==== Texto

A neurociência estuda o sistema nervoso, os neurônios e como nosso cérebro funciona. Estuda as estruturas, fisiologia, patologia e as atividades cerebrais em busca da produtividade e da tomada de decisões mais assertivas e prósperas. Por meio de estudos, a neurociência tem mostrado os mecanismos que o cérebro usa de autoengano. A partir daí, a educação financeira vem como conhecimento e treinamento para que as pessoas consigam sair desse sistema de autoengano para tomar decisões acertadas. Uma complementa a outra. Uma traz o conhecimento do nosso organismo e a outra traz o conhecimento das finanças. A maioria das pessoas não toma decisão errada por falta de conhecimento, mas porque não consegue se controlar. E pior, repete muitas vezes esse comportamento. A sequência de decisões erradas é que nos leva a um resultado ruim a longo prazo.
Como é o comportamento do brasileiro em relação à organização financeira?
Temos um alto nível de endividamento da população. Isso vem de um processo histórico dos últimos anos de acesso ao crédito e oferta de produtos. Tornou-se um hábito para o brasileiro adquirir coisas. Antigamente quando havia um cenário de inflação alta, que era ruim, tínhamos uma cultura de educação financeira mais profunda. Teve um período em que os preços mudavam diariamente por causa da hiperinflação. Para sobreviver nesse ambiente, o brasileiro era obrigado a entender matemática financeira ou fazer o mínimo de contas. Era preciso fazer estoque, poupar e controlar as finanças. Quando ganhamos estabilidade, que foi bom para o Brasil, vieram os hábitos de consumo, com tentações e o cenário favorável de compra e de crédito. Deu uma falsa sensação de que se poderia gastar acima das entradas que as pessoas tinham, sem o preparo do conhecimento financeiro. E isso trouxe a situações de endividamento.
Ou seja, os cenários econômico e político influenciam o comportamento?
Precisamos da educação financeira. E isso precisa ser feito de forma organizada, metodológica e estruturada nas escolas, com iniciativas como a de Maringá, por meio do Prosperaingá, que une iniciativas de empresas, cooperativas, governo e academia. Também estamos começando um movimento no Brasil com o lançamento da Semana Nacional de Educação Financeira. O movimento está crescendo, mas ainda somos bem carentes [de educação financeira]. Além disso, o cenário atual favorece o endividamento.
Levar educação financeira às crianças é uma forma eficiente de ensiná-las a lidar com as oscilações do mercado e preparar futuros gestores?

========

→ O que fazer
1) Responda, com base no texto sobre neurociência e educação financeira:
(a) O que a neurociência tem mostrado por meio de estudos?
(b) No período de hiperinflação, com que frequência os preços mudavam?
(c) Qual iniciativa de Maringá é mencionada, e o que ela une?
2) Prossiga o texto sobre neurociência e educação financeira a partir do ponto em que ele termina.
Os dados constituem um material à parte, independente do texto.

==== Dados fornecidos

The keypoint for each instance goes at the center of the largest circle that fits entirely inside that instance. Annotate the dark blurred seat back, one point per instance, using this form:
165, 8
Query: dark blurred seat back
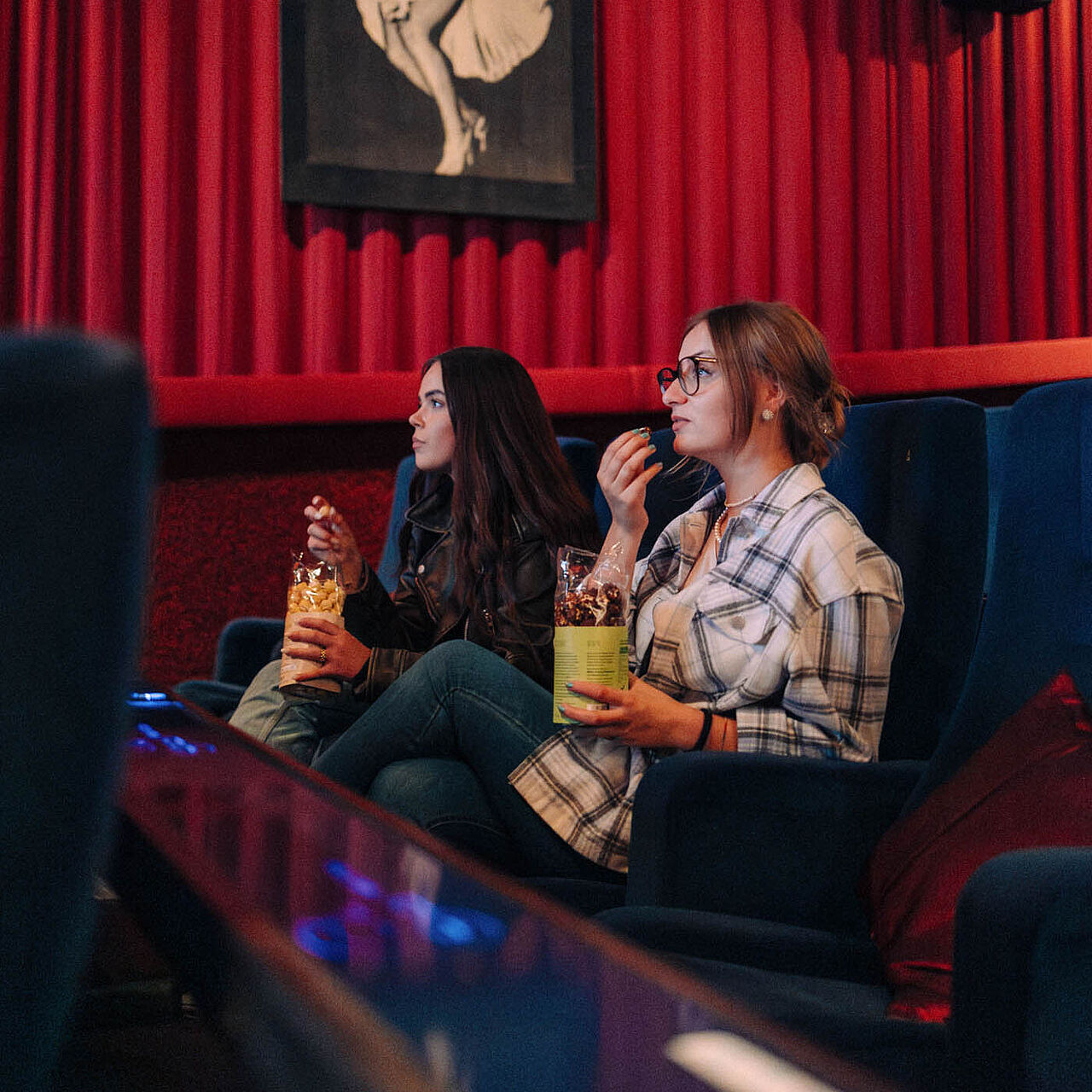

========

→ Respostas por tarefa
1)
(a) Os mecanismos de autoengano que o cérebro usa.
(b) Diariamente.
(c) O Prosperaingá, que une iniciativas de empresas, cooperativas, governo e academia.

2)
Com certeza. Ao longo da vida vamos nos deparar ora com situações de crise, ora com situações de bonança. O cidadão precisa estar preparado para essas oscilações. Por isso, é importante inserir educação financeira nas escolas e dentro do ambiente familiar, trazendo a criança para a realidade do orçamento da família. Elas precisam ter os comportamentos treinados, ter paciência para não se endividar, praticar a doação e a gratidão, além de outros hábitos necessários para tomar decisões corretas financeiramente.
E para os empresários, quais as orientações para manter as finanças da empresa em dia?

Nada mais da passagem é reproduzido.